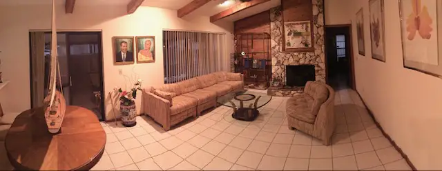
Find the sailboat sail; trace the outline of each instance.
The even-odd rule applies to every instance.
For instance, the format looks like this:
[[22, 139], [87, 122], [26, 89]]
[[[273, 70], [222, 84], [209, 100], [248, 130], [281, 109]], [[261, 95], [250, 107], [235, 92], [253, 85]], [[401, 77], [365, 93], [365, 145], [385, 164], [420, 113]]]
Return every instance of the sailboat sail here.
[[[66, 101], [63, 96], [63, 90], [57, 90], [57, 77], [62, 88], [60, 68], [58, 63], [57, 48], [57, 27], [55, 25], [55, 0], [52, 0], [52, 39], [50, 47], [50, 74], [48, 85], [48, 95], [45, 98], [44, 103], [46, 106], [45, 118], [48, 130], [51, 133], [57, 133], [60, 130], [64, 113], [66, 111]], [[58, 76], [58, 77], [57, 77]]]

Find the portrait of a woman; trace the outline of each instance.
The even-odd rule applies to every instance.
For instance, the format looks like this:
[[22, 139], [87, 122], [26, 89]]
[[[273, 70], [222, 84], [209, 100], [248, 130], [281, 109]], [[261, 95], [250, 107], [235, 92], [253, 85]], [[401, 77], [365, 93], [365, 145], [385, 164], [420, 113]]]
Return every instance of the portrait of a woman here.
[[155, 37], [137, 37], [137, 63], [155, 62]]

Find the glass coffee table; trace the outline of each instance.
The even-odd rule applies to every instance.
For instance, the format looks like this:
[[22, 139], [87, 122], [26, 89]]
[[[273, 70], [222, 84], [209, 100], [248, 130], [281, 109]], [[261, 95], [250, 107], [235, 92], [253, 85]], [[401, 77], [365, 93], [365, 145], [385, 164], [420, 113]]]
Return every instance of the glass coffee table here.
[[245, 90], [220, 97], [217, 103], [233, 108], [233, 118], [252, 121], [259, 114], [258, 109], [269, 103], [271, 97], [267, 94]]

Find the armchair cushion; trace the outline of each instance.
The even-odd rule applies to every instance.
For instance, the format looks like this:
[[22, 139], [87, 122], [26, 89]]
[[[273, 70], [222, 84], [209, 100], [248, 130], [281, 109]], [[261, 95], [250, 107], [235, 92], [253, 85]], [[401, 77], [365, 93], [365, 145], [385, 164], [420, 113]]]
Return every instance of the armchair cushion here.
[[306, 94], [293, 97], [287, 102], [287, 114], [300, 121], [314, 123], [316, 119], [316, 116], [311, 113], [314, 101], [314, 99]]
[[172, 103], [172, 93], [171, 92], [163, 92], [162, 90], [154, 90], [154, 93], [155, 95], [160, 97], [161, 98], [163, 98], [166, 100], [168, 100], [169, 102], [171, 102], [171, 106], [173, 105], [173, 103]]
[[173, 105], [171, 107], [171, 114], [180, 113], [191, 108], [196, 107], [198, 101], [192, 97], [180, 95], [172, 98]]
[[227, 84], [217, 83], [212, 86], [203, 88], [202, 90], [216, 92], [216, 95], [220, 97], [229, 93], [232, 88], [231, 86]]
[[198, 105], [216, 99], [216, 92], [203, 90], [201, 89], [183, 94], [182, 95], [197, 99], [198, 101]]

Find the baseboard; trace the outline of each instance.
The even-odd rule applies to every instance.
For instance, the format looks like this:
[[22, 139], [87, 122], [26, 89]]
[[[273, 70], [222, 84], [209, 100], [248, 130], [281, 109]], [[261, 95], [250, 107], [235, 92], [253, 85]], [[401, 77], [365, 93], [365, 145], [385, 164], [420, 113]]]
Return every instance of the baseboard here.
[[405, 159], [405, 161], [407, 161], [407, 163], [408, 164], [408, 165], [410, 165], [410, 167], [412, 168], [412, 170], [416, 171], [417, 170], [416, 169], [416, 167], [414, 167], [414, 165], [413, 165], [413, 163], [412, 163], [411, 161], [410, 161], [410, 159], [408, 159], [408, 157], [407, 156], [407, 154], [405, 154], [405, 153], [403, 152], [403, 151], [402, 151], [402, 149], [401, 149], [401, 148], [399, 148], [399, 146], [398, 146], [397, 144], [396, 144], [396, 143], [394, 142], [394, 141], [393, 141], [392, 139], [392, 137], [390, 137], [390, 135], [388, 135], [385, 131], [384, 129], [382, 128], [382, 126], [381, 126], [381, 125], [379, 124], [379, 123], [376, 120], [376, 118], [374, 117], [374, 115], [373, 114], [373, 112], [372, 112], [372, 110], [367, 106], [367, 104], [365, 104], [365, 101], [364, 101], [364, 99], [362, 98], [362, 97], [361, 96], [361, 94], [359, 94], [359, 92], [358, 92], [358, 90], [356, 90], [356, 92], [358, 93], [358, 95], [359, 96], [359, 98], [361, 98], [361, 99], [362, 100], [362, 103], [364, 104], [364, 105], [365, 106], [365, 108], [367, 108], [367, 110], [368, 111], [368, 114], [372, 117], [372, 119], [373, 119], [373, 121], [374, 121], [374, 123], [376, 124], [376, 126], [378, 126], [378, 128], [379, 128], [379, 129], [381, 130], [381, 131], [382, 132], [382, 134], [384, 135], [384, 137], [385, 137], [385, 138], [387, 138], [387, 139], [388, 139], [388, 141], [390, 142], [390, 143], [392, 143], [392, 145], [393, 145], [393, 147], [394, 147], [394, 148], [401, 154], [401, 155], [402, 156], [402, 157]]

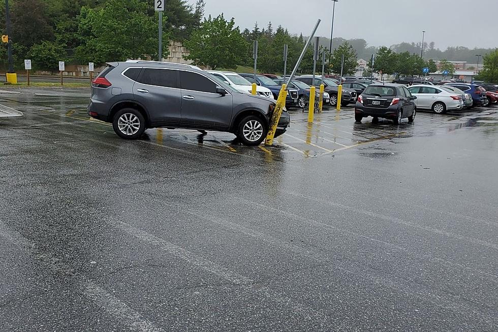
══════
- PROBLEM DESCRIPTION:
Rewrite the lines above as a numbered list, dropping any blank lines and leaving the pictures out.

- THE OUTPUT:
1. Find the sailboat sail; trace the outline of each instance.
2. The even-odd rule applies to every instance.
3. For instance, the format looks like this:
4. [[22, 139], [87, 122], [26, 89]]
5. [[[273, 70], [222, 84], [209, 100], [248, 130], [281, 109]], [[261, 95], [250, 107], [235, 92], [253, 85]], [[401, 77], [365, 93], [365, 145], [385, 164], [420, 113]]]
6. Return every instance of the sailboat sail here.
7. [[[66, 101], [63, 96], [63, 90], [57, 90], [57, 77], [62, 88], [60, 68], [58, 63], [57, 48], [57, 27], [55, 25], [55, 0], [52, 0], [52, 39], [50, 47], [50, 74], [48, 85], [48, 95], [45, 98], [44, 103], [46, 106], [45, 118], [48, 130], [51, 133], [57, 133], [60, 130], [64, 113], [66, 111]], [[58, 76], [58, 77], [57, 77]]]
8. Find the portrait of a woman; trace the outline of each instance.
9. The even-odd rule applies to every instance.
10. For instance, the format looks like this:
11. [[22, 139], [87, 122], [26, 89]]
12. [[[273, 70], [222, 84], [209, 100], [248, 130], [281, 109]], [[261, 95], [250, 107], [235, 92], [253, 85]], [[401, 77], [365, 93], [365, 145], [385, 164], [420, 113]]]
13. Return every instance of the portrait of a woman here.
14. [[155, 37], [137, 37], [137, 63], [155, 62]]
15. Find the glass coffee table; trace the outline of each instance.
16. The even-odd rule applies to every instance.
17. For instance, the format looks like this:
18. [[22, 139], [87, 122], [26, 89]]
19. [[[273, 70], [222, 84], [209, 100], [248, 130], [281, 109]], [[261, 95], [250, 107], [235, 92], [253, 85]], [[401, 77], [365, 93], [365, 145], [385, 164], [420, 113]]]
20. Return every instance of the glass coffee table here.
21. [[245, 90], [220, 97], [217, 103], [233, 108], [233, 118], [252, 121], [259, 114], [258, 109], [269, 103], [271, 97], [267, 94]]
22. Find the armchair cushion; trace the outline of each instance.
23. The even-odd rule applies to every instance.
24. For instance, the format looks like this:
25. [[22, 139], [87, 122], [26, 89]]
26. [[[273, 70], [222, 84], [209, 100], [248, 130], [281, 109]], [[261, 95], [250, 107], [235, 92], [253, 85]], [[401, 77], [365, 93], [365, 145], [385, 164], [420, 113]]]
27. Return every instance of the armchair cushion here.
28. [[306, 94], [293, 97], [287, 102], [287, 114], [300, 121], [314, 123], [316, 119], [316, 116], [311, 113], [314, 101], [314, 99]]
29. [[172, 103], [172, 93], [171, 92], [163, 92], [162, 90], [154, 90], [154, 93], [155, 95], [160, 97], [161, 98], [163, 98], [166, 100], [168, 100], [169, 102], [171, 102], [171, 106], [173, 105], [173, 103]]
30. [[173, 105], [171, 107], [171, 114], [180, 113], [191, 108], [196, 107], [198, 101], [192, 97], [180, 95], [172, 98]]
31. [[227, 84], [217, 83], [212, 86], [203, 88], [202, 90], [216, 92], [216, 95], [220, 97], [229, 93], [232, 88], [231, 86]]
32. [[198, 105], [216, 99], [216, 92], [203, 90], [201, 89], [183, 94], [182, 95], [197, 99], [198, 101]]
33. Find the baseboard; trace the outline of each instance.
34. The even-odd rule applies to every instance.
35. For instance, the format looks like this:
36. [[22, 139], [87, 122], [26, 89]]
37. [[[273, 70], [222, 84], [209, 100], [248, 130], [281, 109]], [[261, 95], [250, 107], [235, 92], [253, 85]], [[401, 77], [365, 93], [365, 145], [385, 164], [420, 113]]]
38. Return every instance of the baseboard here.
39. [[405, 159], [405, 161], [407, 161], [407, 163], [408, 164], [408, 165], [410, 165], [410, 167], [412, 168], [412, 170], [416, 171], [417, 170], [416, 169], [416, 167], [414, 167], [414, 165], [413, 165], [413, 163], [412, 163], [411, 161], [410, 161], [410, 159], [408, 159], [408, 157], [407, 156], [407, 154], [405, 154], [405, 153], [403, 152], [403, 151], [402, 151], [402, 149], [401, 149], [401, 148], [399, 148], [399, 146], [398, 146], [397, 144], [396, 144], [396, 143], [394, 142], [394, 141], [393, 141], [392, 139], [392, 137], [390, 137], [390, 135], [388, 135], [385, 131], [384, 129], [382, 128], [382, 126], [381, 126], [381, 125], [379, 124], [379, 123], [376, 120], [376, 118], [374, 117], [374, 115], [373, 114], [373, 112], [372, 112], [372, 110], [367, 106], [367, 104], [365, 104], [365, 101], [364, 101], [364, 99], [362, 98], [362, 97], [361, 96], [361, 94], [359, 94], [359, 92], [358, 92], [358, 90], [356, 90], [356, 92], [358, 93], [358, 95], [359, 96], [359, 98], [361, 98], [361, 99], [362, 100], [362, 103], [364, 104], [364, 105], [365, 106], [365, 108], [367, 108], [367, 110], [368, 111], [368, 114], [372, 117], [372, 119], [373, 119], [373, 121], [374, 121], [374, 123], [376, 124], [376, 126], [378, 126], [378, 128], [379, 128], [379, 129], [381, 130], [381, 131], [382, 132], [382, 134], [384, 135], [384, 137], [385, 137], [385, 138], [387, 138], [387, 139], [388, 139], [388, 141], [390, 142], [390, 143], [392, 143], [392, 145], [393, 145], [393, 147], [394, 147], [394, 148], [401, 154], [401, 155], [402, 156], [402, 157]]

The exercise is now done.